= Data drawn from a collection =
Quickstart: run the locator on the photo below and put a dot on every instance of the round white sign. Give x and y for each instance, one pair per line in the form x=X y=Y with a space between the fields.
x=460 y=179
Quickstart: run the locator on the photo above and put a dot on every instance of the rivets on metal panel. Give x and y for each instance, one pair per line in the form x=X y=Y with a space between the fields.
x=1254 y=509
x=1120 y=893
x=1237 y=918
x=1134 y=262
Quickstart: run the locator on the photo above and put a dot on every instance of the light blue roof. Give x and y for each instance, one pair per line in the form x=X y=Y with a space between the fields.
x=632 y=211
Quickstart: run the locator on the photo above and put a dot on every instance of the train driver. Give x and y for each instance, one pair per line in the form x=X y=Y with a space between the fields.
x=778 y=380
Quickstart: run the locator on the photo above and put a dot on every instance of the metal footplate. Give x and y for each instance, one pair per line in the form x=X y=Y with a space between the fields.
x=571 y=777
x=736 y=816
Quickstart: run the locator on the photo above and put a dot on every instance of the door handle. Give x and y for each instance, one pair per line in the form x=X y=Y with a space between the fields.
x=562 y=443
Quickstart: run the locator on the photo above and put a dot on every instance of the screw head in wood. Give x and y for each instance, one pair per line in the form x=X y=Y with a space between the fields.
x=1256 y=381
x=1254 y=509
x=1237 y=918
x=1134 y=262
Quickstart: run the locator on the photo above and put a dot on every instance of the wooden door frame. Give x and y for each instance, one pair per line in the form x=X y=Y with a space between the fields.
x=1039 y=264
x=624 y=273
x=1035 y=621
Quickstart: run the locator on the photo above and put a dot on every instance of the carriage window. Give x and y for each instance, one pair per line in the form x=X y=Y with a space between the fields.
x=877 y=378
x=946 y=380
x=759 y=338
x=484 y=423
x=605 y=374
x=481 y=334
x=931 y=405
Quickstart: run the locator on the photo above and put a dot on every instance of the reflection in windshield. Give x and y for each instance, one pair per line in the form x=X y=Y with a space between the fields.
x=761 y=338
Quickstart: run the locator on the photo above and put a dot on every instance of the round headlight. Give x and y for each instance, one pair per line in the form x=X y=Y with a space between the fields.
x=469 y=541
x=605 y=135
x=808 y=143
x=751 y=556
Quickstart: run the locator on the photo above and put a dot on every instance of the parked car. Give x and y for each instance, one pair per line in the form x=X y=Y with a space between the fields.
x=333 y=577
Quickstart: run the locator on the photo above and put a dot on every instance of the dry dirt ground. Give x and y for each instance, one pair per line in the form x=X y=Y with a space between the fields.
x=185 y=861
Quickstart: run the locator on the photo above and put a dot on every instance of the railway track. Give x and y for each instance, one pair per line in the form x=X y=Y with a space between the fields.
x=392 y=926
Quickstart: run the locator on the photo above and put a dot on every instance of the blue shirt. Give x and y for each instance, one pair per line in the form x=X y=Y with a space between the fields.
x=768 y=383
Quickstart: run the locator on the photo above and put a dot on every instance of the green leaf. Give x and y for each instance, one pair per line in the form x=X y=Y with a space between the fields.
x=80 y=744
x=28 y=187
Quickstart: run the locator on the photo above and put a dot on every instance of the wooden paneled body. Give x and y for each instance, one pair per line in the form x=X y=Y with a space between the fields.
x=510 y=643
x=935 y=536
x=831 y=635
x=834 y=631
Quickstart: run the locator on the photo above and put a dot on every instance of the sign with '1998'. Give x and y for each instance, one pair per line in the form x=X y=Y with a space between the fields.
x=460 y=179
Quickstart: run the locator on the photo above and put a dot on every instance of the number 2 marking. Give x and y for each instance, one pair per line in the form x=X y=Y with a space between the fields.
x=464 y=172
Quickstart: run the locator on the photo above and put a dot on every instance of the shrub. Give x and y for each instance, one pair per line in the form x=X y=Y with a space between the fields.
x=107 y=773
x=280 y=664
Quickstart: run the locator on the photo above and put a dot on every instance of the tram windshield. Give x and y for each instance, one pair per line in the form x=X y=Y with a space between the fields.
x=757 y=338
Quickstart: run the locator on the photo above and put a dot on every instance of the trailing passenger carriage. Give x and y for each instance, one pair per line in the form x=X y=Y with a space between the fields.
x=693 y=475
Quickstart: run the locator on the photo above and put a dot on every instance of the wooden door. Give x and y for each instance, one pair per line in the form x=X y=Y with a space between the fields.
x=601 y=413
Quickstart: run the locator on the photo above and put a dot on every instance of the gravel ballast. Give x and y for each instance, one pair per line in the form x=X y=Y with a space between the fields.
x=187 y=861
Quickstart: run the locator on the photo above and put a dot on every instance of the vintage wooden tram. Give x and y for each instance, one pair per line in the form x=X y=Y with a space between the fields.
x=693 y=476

= EXERCISE DETAILS =
Transcribe every one of the lines above verbatim, leaving nothing out and changing nothing.

= SOLVED EXERCISE =
Quickstart: run the locator on the photo below and put a dot on every instance of the round white sign. Give x and y for each instance, one pair per line in the form x=X y=Y with a space between the fields.
x=460 y=179
Quickstart: run the locator on the photo above and put a dot on every instance of the rivets on metal panel. Give x and y for each instance, one pair per line in the form x=X y=Y with a space between the fields.
x=1254 y=509
x=1120 y=893
x=1237 y=918
x=1134 y=262
Quickstart: run the locator on the photo above and put a dot on every instance of the light blue roof. Give x and y for each instance, one pair per line in the form x=X y=Y with a space between the fields.
x=632 y=211
Quickstart: run the locator on the photo above and put a dot on every instance of the train driver. Give x and y for each instance, one pair per line in the form x=X y=Y with a space between the fields.
x=778 y=380
Quickstart: run the locator on the photo above and put a dot on every instance of the metal footplate. Give x and y for each instance, one pair per line in the form x=X y=Y with a space between the fields.
x=571 y=777
x=736 y=816
Quickstart: run the locator on the photo above and put a dot on every instance of the door handle. Give x and y for each instance, one pair per line in the form x=X y=Y with a space between the fields.
x=562 y=443
Quickstart: run the locator on the photo above and put a dot on every instance of the screw head in wood. Give x and y for each instance, one pair per line in the form x=X y=Y with a space between the fields.
x=1256 y=381
x=1254 y=509
x=1237 y=918
x=1134 y=262
Quickstart: run the locator on the photo above and put a dot on every instance of the wooden door frame. Give x and y for each instance, one pair per line in the form x=X y=Y with a space between the fields.
x=1039 y=264
x=624 y=273
x=1035 y=621
Quickstart: run the locator on the photo above and put a dot on every instance of the carriage window. Give x and y for each instance, one pair per line in the form x=X y=Y with a space between the fields.
x=877 y=378
x=946 y=380
x=759 y=338
x=484 y=423
x=605 y=374
x=481 y=334
x=931 y=405
Quickstart: run the locator on the photo above and put a dot on every instance of the reflection in windshield. Give x and y for each instance, one pair per line in the form x=X y=Y with a space between the fields.
x=761 y=338
Quickstart: run the locator on the photo above and put a dot on every instance of the round headlight. Give x and y for each instance, one pair per line in the form x=X y=Y with a space between the fields.
x=469 y=541
x=605 y=135
x=808 y=143
x=751 y=556
Quickstart: run the locator on the photo above and put a dot on every instance of the parked car. Give x and y for each instance, one pair per line in the form x=X y=Y with a space between the fields.
x=333 y=577
Quickstart: run the locator on the photo above and put a dot on every instance of the dry dirt ground. Give x and y for each instance, one pair per line in the form x=X y=Y with a space between the fields.
x=185 y=861
Quickstart: run the locator on the photo above and put a dot on every instance of the railway track. Give x and y for each instance, one pair per line in the form x=X y=Y with a space between the fields.
x=392 y=926
Quickstart: run the locator on the photo above and put a dot on every instance of the blue shirt. Give x and y for each instance, one pair per line in the form x=X y=Y with a space between the fields.
x=768 y=383
Quickstart: run the locator on the photo above and put a dot on every instance of the green leaf. Give x and y for each instance, one pair per line in the form x=X y=Y with a space between the fields.
x=80 y=744
x=28 y=187
Quickstart: run the locator on the photo above and put a dot on every instance of the wooden paneled body. Give x and y for each instance, one pair per line in the form x=X y=Y with a space between the fields.
x=510 y=643
x=935 y=536
x=831 y=635
x=834 y=631
Quickstart: run the locator on the photo above and put a dot on every instance of the sign with '1998'. Give x and y for each instance, one pair per line in the form x=X y=Y with a space between the fields.
x=460 y=179
Quickstart: run the locator on the photo above and put a dot on every instance of the number 2 marking. Give x and y for each instance, one pair per line in the form x=X y=Y with a space between the fields.
x=464 y=172
Quickstart: run the locator on the photo above and put a dot on every instance of the shrub. Give x and y for each instance, one pair per line in the form x=X y=Y with a space between the fields.
x=107 y=773
x=280 y=664
Quickstart: run the locator on the photo above and put a dot on every instance of the tram windshield. Give x and y for each instance, one pair per line in the form x=X y=Y with a space between the fields.
x=757 y=338
Quickstart: run the locator on the photo above and put a dot on every instance of the trailing passenger carriage. Give x and y for each instance, one pair per line in the form x=X y=Y with a space between the fields.
x=693 y=475
Quickstart: run the locator on the photo above and put a dot on every instance of the wooden door. Give x and y for each instance, one pair per line in the form x=X y=Y with a space between the fields.
x=601 y=413
Quickstart: run the locator on the photo above and put a dot on every instance of the gravel ballast. Give x and y for each instance, one pair per line in the form x=X y=Y with a space between the fields.
x=187 y=861
Quickstart: run the locator on the photo above and put a dot on every instance of the vintage wooden tram. Give x and y for each instance, one pair per line in the form x=X y=Y with a space between the fields.
x=693 y=476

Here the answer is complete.